[[ Information given, beginning ]]

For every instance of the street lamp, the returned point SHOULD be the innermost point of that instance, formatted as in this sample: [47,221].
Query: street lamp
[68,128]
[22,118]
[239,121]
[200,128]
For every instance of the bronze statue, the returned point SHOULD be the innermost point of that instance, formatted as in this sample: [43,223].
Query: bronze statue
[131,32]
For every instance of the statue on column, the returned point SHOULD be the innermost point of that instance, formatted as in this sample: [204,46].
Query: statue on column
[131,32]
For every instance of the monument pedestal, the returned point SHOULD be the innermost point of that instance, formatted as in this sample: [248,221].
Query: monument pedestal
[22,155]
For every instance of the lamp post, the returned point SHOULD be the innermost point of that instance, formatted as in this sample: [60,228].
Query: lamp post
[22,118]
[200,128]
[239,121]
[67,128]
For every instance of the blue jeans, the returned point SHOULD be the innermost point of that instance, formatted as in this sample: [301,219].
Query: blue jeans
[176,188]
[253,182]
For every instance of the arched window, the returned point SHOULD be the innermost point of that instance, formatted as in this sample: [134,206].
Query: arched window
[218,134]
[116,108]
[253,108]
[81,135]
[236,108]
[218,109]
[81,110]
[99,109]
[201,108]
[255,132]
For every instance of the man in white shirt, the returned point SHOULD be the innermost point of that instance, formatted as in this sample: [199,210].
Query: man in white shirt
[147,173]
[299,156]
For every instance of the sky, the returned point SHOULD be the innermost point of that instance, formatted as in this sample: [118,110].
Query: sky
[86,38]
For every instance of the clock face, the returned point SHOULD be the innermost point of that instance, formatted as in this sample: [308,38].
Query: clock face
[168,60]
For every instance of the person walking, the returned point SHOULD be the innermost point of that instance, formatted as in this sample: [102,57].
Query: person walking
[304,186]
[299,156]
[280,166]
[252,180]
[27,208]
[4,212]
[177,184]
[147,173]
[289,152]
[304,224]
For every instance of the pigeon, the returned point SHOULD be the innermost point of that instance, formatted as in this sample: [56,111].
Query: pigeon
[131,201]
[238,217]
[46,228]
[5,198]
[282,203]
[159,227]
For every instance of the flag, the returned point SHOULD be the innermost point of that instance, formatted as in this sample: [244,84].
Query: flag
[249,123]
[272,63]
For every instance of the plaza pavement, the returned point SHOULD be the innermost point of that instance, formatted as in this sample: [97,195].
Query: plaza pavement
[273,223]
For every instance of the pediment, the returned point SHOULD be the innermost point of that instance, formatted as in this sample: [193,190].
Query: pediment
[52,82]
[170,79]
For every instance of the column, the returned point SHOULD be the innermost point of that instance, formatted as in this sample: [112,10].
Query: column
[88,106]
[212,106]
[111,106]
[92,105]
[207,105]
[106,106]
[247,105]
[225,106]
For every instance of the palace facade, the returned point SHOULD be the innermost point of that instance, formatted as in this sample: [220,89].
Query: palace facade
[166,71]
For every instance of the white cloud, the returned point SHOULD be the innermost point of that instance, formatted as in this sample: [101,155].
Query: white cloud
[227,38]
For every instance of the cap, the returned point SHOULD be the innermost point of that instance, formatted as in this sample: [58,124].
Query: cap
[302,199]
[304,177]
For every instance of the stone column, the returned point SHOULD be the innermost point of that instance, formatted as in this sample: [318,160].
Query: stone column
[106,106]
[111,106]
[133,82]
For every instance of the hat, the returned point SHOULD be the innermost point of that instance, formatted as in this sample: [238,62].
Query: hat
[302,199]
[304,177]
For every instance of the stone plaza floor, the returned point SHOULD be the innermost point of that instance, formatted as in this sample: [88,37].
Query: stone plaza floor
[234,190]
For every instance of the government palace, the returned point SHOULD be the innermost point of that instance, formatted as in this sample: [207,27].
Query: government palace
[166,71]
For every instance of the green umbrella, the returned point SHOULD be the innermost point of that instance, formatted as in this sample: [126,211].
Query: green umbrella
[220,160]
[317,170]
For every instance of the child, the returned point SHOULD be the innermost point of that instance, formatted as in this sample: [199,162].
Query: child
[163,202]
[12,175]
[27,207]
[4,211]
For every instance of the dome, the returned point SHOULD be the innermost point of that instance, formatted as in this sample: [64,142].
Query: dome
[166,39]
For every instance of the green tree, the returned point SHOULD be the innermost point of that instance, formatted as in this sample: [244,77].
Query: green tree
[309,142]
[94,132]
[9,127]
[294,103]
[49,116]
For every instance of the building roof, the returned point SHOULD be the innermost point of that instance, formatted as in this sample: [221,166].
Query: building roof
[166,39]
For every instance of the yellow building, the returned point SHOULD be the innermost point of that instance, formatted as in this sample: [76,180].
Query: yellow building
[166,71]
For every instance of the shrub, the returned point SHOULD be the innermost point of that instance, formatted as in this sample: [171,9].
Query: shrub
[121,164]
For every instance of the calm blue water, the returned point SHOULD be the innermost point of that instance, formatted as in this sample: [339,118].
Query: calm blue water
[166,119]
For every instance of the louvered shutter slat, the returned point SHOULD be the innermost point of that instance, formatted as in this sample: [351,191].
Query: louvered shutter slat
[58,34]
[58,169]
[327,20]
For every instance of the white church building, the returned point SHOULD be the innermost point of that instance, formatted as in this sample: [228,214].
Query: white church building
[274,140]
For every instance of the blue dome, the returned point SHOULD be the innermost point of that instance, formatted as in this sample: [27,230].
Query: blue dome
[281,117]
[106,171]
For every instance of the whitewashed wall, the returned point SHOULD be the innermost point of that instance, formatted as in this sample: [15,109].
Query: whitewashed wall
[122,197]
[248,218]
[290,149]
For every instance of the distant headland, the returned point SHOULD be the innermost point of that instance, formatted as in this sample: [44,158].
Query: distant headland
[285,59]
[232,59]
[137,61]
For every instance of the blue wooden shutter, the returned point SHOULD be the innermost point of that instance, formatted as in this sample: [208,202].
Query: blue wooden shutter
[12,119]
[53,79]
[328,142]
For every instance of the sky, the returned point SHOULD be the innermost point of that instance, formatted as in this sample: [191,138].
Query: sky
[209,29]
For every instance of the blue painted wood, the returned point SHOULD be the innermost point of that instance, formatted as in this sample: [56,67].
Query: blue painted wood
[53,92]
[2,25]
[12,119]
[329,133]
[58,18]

[[ Information given, end ]]

Work instruction
The answer must reproduce every record exactly.

Result for this task
For every instance of the street lamp, the returned point SHOULD be the innermost point of that instance, formatted as in this sample: [47,221].
Query: street lamp
[68,128]
[22,118]
[239,121]
[200,128]
For every instance of the bronze statue, the returned point SHOULD be the innermost point of that instance, formatted as in this sample: [43,223].
Query: bronze statue
[131,32]
For every instance of the statue on column, the returned point SHOULD be the innermost point of that instance, formatted as in this sample: [204,46].
Query: statue on column
[131,32]
For every instance of the monument pedestal, the returned point SHOULD be the innermost point of that instance, formatted as in this sample: [248,221].
Query: monument pedestal
[22,155]
For every instance of the lamp post, the returned point SHOULD be the innermost point of that instance, formatted as in this sample: [60,228].
Query: lamp post
[22,118]
[200,128]
[239,121]
[67,128]
For every instance of the blue jeans, the returned point SHOULD be the innermost point of that instance, formatted as in this sample: [301,219].
Query: blue jeans
[176,188]
[253,182]
For every instance of the arched window, the returned point SHOULD be the innermost point of that instance, formatted as in this sample: [134,206].
Query: arched window
[218,134]
[116,108]
[253,108]
[81,135]
[236,108]
[218,109]
[81,110]
[99,109]
[201,108]
[255,132]
For every instance of the man in white shirt, the returned point SHOULD be the innermost point of that instance, formatted as in this sample: [199,210].
Query: man in white shirt
[147,173]
[299,156]
For every instance of the sky, the returned point SHOULD be the innermost point of that instance, formatted as in this sample: [118,110].
Query: sky
[86,38]
For every instance of the clock face, the returned point SHOULD be the innermost point of that instance, formatted as in this sample: [308,38].
Query: clock face
[168,60]
For every instance of the person walking, the returned point SHOULD be the innermost point of that instance, formatted as in this sample: [102,57].
Query: person walking
[304,186]
[299,156]
[280,166]
[252,180]
[27,208]
[4,212]
[177,184]
[147,173]
[289,152]
[304,224]
For every instance of the pigeon, the returned point SHOULD be the innermost point of that instance, formatted as in this sample: [56,111].
Query: pigeon
[131,201]
[238,217]
[46,228]
[5,198]
[282,203]
[159,227]
For every instance of the flag, the returned point SHOULD be the innermost point of that instance, formatted as in this sample: [244,84].
Query: flag
[249,123]
[272,63]
For every instance of the plaza pavement, the returned point SHOULD be the innermost point of that instance, formatted as in this sample: [97,195].
Query: plaza pavement
[273,223]
For every instance of the pediment, the returned point SHOULD be the innermost point of that instance, formatted as in this sample: [193,190].
Query: pediment
[52,82]
[170,79]
For every instance of the column, the returned point SHOULD be the innermost point of that instance, formatted as in this sample: [112,10].
Query: column
[88,106]
[212,106]
[111,106]
[92,105]
[207,105]
[106,106]
[247,105]
[225,106]
For every instance of the palace facade, the returned point SHOULD be the innermost point of that instance, formatted as in this sample: [220,89].
Query: palace facade
[166,71]
For every instance of the white cloud, the returned point SHOULD be the innermost point of that instance, formatted as in this sample: [101,155].
Query: white cloud
[227,38]
For every instance of the cap, the returned point SHOULD be the innermost point of that instance, formatted as in this sample: [58,124].
Query: cap
[302,199]
[304,177]
For every instance of the stone column, the returned point SHOULD be the innermost point of that instance, formatted as in this sample: [318,160].
Query: stone column
[106,106]
[111,106]
[133,82]
For every instance of the hat, the returned point SHOULD be the innermost point of that instance, formatted as in this sample: [238,62].
Query: hat
[302,199]
[304,177]
For every instance of the stone plaza floor, the returned point SHOULD be the innermost point of that instance, formatted as in this sample: [88,37].
Query: stone plaza floor
[234,190]
For every instance of the government palace, the returned point SHOULD be the innermost point of that instance, formatted as in this sample: [207,27].
Query: government palace
[166,71]
For every instance of the green umbrella, the returned point SHOULD be the innermost point of that instance, formatted as in this sample: [126,211].
Query: green umbrella
[220,160]
[317,170]
For every instance of the child, the returned point SHOULD be the innermost point of that instance, formatted as in this sample: [199,162].
Query: child
[163,202]
[12,175]
[27,207]
[4,211]
For every instance of the dome, the returned point SHOULD be the innermost point of that instance, formatted as in this sample: [64,142].
Query: dome
[166,39]
For every instance of the green tree, the returned point SHOULD be the innermost point of that instance, formatted as in this sample: [244,77].
Query: green tree
[309,142]
[94,132]
[9,127]
[294,103]
[49,116]
For every instance of the building roof, the returned point SHOULD be the innermost point of that instance, formatted as in this sample: [221,166].
Query: building roof
[166,39]
For every instance of the yellow building, the returned point SHOULD be the innermost point of that instance, formatted as in this sample: [76,180].
Query: yellow building
[166,71]
For every instance of the shrub, the returned point SHOULD be the innermost point of that instance, formatted as in this sample: [171,9].
Query: shrub
[121,164]
For every instance of the calm blue water, the returned point SHOULD be the innermost point of that instance, formatted as in this sample: [339,118].
Query: calm blue water
[166,119]
For every instance of the louvered shutter slat, the returned point SHOULD be the innermost point of that instance, formatted as in this sample: [351,191].
Query: louvered shutter slat
[58,34]
[58,169]
[327,20]
For every instance of the white church building, the returned point SHOULD be the innermost point of that instance, formatted as in this sample: [228,214].
Query: white church building
[274,140]
For every instance of the blue dome, the returned point SHOULD be the innermost point of that instance, formatted as in this sample: [27,230].
Query: blue dome
[281,117]
[106,171]
For every instance of the whitewashed wall, the returned point SHOULD be the innermost point of that instance, formatted as in this sample: [15,109].
Query: whitewashed wall
[122,197]
[248,218]
[290,149]
For every instance of the distant headland, the returned point SHOULD be the innermost point of that instance, formatted as in this sample: [44,158].
Query: distant headland
[285,59]
[232,59]
[137,61]
For every instance of the blue wooden shutter, the returned point SHOULD be the innermost point of that instance, formatted as in this sample: [208,202].
Query: blue wooden shutter
[12,119]
[53,79]
[328,142]
For every instance of the sky, the returned point SHOULD be the innermost point of that instance, formatted as in this sample: [191,138].
Query: sky
[209,29]
For every instance of the blue painted wood, the returned point SHOULD be the innermost point of that instance, formatted as in this sample: [56,67].
Query: blue painted wood
[53,92]
[2,25]
[12,119]
[329,133]
[58,18]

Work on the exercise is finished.